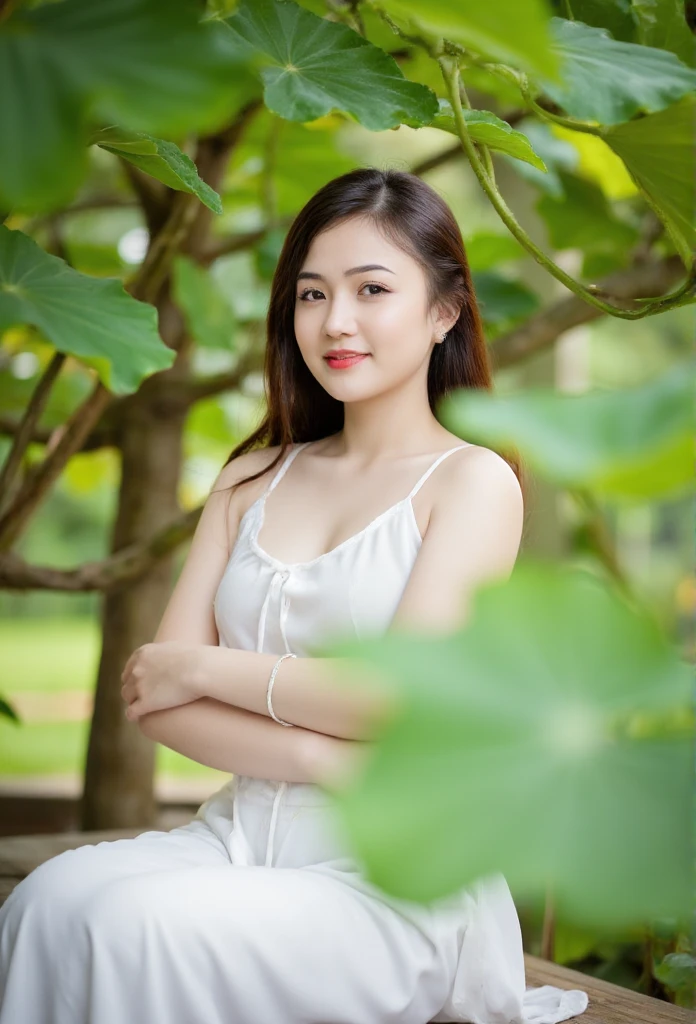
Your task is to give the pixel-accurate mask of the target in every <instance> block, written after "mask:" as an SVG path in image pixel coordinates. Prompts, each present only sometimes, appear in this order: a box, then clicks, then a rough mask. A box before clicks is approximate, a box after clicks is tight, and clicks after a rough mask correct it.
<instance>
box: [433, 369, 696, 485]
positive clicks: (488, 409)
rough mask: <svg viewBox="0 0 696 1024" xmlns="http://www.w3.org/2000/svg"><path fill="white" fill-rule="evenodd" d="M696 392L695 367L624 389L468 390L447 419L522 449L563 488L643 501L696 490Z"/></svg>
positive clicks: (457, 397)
* * *
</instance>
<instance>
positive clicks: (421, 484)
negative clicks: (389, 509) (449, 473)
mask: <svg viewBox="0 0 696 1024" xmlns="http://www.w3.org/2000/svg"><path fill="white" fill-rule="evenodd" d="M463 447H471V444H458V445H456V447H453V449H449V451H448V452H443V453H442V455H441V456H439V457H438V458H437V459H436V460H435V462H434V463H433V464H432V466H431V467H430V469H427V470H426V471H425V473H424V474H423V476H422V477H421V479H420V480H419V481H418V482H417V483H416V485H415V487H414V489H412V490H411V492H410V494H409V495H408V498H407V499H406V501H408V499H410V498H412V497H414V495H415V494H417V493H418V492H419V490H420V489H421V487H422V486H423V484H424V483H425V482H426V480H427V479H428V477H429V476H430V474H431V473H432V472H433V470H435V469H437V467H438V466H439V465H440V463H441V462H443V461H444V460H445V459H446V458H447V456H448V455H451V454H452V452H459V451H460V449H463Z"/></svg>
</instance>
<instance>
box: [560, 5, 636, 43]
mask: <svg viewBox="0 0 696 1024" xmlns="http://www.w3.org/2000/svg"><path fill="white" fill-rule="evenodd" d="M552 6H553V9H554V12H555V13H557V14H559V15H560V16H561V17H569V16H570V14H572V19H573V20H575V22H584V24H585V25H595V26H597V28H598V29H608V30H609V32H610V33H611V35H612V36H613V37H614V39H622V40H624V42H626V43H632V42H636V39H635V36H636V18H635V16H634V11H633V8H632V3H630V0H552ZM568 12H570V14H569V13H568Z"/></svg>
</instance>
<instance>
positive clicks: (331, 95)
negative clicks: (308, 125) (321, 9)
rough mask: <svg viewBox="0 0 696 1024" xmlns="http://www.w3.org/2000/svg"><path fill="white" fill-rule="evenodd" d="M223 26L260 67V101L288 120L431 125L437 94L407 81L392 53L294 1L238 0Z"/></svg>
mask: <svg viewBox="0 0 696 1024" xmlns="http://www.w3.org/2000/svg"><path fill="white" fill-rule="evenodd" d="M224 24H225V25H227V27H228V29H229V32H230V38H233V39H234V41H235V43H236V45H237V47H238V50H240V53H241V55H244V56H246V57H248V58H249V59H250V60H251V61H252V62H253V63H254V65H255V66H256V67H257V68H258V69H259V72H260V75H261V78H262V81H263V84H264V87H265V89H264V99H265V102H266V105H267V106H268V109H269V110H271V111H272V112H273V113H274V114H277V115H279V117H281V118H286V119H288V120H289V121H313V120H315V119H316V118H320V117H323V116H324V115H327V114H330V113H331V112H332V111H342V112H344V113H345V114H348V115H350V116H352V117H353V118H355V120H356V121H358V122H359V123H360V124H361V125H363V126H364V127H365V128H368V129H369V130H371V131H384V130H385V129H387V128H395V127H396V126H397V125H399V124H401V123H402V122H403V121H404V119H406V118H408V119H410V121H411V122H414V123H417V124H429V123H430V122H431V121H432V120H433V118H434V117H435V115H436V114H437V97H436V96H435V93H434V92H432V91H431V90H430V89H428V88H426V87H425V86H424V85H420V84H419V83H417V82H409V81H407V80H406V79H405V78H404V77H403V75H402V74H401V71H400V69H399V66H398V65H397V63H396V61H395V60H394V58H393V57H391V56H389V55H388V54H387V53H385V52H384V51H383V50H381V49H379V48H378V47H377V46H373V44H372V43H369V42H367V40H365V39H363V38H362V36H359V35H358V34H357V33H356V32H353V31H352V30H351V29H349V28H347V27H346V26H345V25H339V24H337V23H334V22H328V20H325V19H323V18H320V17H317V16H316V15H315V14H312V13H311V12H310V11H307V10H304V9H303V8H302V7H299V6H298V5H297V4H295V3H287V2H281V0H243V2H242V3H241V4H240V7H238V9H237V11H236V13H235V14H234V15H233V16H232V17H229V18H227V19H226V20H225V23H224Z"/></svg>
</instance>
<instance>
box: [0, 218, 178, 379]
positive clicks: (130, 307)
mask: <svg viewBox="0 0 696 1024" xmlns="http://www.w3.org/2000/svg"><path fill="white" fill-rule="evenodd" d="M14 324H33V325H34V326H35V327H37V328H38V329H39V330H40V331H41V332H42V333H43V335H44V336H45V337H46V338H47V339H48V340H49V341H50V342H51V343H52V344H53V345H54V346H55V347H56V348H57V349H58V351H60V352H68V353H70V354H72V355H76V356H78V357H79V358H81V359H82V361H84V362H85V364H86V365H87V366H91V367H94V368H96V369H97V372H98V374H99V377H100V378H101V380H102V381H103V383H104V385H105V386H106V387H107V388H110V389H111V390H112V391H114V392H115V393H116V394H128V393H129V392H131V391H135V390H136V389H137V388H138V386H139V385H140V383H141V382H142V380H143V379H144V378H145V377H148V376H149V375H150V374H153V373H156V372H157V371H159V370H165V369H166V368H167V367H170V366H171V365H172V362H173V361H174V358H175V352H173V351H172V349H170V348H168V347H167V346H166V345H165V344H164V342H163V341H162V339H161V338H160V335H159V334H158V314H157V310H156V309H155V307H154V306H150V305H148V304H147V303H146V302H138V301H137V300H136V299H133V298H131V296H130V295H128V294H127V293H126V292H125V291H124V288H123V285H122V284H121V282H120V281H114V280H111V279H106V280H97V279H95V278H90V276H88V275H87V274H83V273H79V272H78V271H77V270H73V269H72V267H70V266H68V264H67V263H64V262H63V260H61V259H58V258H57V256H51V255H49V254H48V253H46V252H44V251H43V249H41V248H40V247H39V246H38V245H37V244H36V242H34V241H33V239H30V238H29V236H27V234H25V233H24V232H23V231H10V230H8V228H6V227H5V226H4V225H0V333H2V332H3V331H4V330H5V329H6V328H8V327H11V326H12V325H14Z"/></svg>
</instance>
---
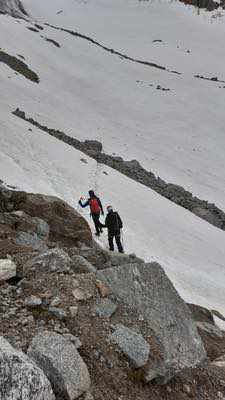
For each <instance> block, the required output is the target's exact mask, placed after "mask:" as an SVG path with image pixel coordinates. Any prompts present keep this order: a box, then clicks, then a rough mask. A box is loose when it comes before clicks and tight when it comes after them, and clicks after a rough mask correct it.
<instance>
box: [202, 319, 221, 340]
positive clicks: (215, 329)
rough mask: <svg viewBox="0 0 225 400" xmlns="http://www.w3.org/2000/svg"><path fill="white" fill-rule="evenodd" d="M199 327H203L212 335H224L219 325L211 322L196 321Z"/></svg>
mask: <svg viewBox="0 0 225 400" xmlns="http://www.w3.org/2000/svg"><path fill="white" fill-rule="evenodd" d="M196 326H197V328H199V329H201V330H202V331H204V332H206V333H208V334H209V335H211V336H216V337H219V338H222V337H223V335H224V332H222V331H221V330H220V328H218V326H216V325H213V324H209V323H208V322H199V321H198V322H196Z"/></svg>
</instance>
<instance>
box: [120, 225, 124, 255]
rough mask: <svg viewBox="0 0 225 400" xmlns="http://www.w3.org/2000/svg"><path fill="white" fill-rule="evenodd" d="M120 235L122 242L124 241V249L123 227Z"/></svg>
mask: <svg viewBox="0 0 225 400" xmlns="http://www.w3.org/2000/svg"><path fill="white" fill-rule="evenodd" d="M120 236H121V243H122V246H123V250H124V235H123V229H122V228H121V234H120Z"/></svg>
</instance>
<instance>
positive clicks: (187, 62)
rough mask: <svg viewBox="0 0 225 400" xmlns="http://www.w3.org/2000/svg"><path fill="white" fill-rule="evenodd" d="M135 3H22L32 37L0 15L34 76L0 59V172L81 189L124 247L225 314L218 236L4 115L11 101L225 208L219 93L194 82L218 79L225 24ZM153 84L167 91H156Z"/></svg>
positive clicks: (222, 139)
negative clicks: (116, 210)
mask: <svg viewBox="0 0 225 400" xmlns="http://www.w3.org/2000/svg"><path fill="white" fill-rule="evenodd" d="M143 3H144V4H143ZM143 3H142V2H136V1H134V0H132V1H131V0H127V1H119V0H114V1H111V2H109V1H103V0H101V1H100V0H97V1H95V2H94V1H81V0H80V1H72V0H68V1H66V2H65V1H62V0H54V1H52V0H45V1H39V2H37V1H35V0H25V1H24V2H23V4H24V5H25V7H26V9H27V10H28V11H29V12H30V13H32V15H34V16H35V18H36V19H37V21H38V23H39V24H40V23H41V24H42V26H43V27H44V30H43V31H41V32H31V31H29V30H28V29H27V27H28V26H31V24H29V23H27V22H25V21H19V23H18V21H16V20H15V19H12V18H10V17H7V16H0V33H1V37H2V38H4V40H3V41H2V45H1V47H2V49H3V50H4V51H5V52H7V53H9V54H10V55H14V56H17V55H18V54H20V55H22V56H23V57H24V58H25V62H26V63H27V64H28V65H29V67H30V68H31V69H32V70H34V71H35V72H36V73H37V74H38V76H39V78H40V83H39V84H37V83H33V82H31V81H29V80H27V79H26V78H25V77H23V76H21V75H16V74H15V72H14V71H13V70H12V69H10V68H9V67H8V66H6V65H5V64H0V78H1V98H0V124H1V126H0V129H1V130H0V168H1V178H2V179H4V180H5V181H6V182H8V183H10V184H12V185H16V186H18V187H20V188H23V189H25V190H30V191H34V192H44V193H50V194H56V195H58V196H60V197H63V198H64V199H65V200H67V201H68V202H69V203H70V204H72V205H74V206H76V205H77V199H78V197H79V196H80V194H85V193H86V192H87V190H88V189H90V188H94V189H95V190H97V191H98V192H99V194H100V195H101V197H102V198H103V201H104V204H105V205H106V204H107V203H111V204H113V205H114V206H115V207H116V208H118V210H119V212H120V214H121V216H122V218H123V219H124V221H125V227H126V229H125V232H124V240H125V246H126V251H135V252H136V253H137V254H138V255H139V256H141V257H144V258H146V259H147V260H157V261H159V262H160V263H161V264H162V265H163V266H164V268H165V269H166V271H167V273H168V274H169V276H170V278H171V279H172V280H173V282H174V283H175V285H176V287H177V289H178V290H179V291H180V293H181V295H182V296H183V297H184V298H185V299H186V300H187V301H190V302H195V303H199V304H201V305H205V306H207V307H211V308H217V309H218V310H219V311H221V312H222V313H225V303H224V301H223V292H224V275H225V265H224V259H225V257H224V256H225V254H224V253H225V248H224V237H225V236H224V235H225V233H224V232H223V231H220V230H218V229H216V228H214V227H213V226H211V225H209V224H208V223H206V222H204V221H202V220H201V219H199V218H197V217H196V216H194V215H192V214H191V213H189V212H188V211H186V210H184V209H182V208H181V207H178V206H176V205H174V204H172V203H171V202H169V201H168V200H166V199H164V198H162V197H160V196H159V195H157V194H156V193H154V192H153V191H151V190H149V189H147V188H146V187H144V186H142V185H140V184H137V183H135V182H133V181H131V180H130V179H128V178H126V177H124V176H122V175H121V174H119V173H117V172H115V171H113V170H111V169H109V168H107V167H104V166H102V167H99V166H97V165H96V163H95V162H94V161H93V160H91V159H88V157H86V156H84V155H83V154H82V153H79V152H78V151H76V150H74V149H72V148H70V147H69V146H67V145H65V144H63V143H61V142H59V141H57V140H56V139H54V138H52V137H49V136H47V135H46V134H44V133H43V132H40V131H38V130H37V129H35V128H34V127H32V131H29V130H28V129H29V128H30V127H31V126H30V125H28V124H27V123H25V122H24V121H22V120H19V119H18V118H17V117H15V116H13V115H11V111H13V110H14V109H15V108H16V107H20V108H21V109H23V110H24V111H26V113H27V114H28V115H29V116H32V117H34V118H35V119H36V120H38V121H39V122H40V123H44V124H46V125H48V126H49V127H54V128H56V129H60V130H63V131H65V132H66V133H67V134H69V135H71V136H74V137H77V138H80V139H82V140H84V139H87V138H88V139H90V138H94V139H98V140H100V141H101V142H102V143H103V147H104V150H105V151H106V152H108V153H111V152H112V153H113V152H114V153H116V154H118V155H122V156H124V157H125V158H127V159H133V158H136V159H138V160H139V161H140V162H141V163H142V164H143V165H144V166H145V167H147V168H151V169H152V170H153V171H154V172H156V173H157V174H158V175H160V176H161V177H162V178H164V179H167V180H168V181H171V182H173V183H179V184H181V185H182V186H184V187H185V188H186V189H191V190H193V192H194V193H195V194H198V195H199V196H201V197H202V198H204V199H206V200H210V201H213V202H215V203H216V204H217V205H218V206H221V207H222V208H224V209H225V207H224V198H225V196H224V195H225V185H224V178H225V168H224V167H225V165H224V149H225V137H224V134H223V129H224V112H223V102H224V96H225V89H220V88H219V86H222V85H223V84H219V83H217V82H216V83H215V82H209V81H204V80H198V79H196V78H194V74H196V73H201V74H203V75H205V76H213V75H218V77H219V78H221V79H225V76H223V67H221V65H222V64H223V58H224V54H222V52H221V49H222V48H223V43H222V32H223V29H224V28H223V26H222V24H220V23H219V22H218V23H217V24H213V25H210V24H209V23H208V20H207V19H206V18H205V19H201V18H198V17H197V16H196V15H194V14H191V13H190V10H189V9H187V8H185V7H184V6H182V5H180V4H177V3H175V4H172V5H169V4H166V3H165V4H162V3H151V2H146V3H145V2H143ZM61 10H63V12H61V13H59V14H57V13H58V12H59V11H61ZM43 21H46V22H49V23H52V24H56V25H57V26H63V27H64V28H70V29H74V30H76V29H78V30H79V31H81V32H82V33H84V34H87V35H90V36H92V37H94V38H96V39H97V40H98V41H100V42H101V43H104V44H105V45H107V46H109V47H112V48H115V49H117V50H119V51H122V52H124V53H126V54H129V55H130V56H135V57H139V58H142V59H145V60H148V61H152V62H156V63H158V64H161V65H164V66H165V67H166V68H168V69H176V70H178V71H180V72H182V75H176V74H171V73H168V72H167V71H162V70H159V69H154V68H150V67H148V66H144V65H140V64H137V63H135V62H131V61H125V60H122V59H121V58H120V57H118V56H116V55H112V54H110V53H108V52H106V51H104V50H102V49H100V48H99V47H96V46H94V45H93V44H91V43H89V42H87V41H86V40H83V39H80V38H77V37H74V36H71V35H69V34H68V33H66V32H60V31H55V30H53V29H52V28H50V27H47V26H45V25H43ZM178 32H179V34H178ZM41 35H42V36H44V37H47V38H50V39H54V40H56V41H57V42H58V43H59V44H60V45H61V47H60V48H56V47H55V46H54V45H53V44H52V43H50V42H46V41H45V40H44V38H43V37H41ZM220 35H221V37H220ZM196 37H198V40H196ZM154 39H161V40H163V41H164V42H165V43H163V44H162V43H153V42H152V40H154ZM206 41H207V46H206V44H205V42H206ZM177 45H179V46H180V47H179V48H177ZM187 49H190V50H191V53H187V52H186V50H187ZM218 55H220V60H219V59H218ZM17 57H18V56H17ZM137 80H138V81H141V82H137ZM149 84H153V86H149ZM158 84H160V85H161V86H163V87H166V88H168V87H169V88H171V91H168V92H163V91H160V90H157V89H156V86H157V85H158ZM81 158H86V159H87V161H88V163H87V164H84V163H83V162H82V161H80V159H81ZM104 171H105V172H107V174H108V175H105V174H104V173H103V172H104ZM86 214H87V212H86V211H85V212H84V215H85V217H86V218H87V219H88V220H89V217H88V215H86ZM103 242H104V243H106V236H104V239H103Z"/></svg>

§ **EXERCISE GOAL**: Find the string "block" in the listing and return every line that holds it.

§ **SOLUTION FOR THIS PROBLEM**:
Your task is to give the pixel-accurate mask of the target in every <instance> block, written after "mask:" as an SVG path in image pixel coordinates. Prompts, each present only sometimes, appear in this order: a box, then clicks, then a rough mask. A box before clicks is approximate, a box after clicks is tight, and clicks after a rough mask correct it.
For each <instance> block, the required output is the target's exact mask, placed after "mask:" as an SVG path with image pixel coordinates. Any prompts present keep this order: a box, then clicks, then a rough mask. A box is loose when it comes before clicks and tight when it comes after them, and clicks after a rough mask correct it.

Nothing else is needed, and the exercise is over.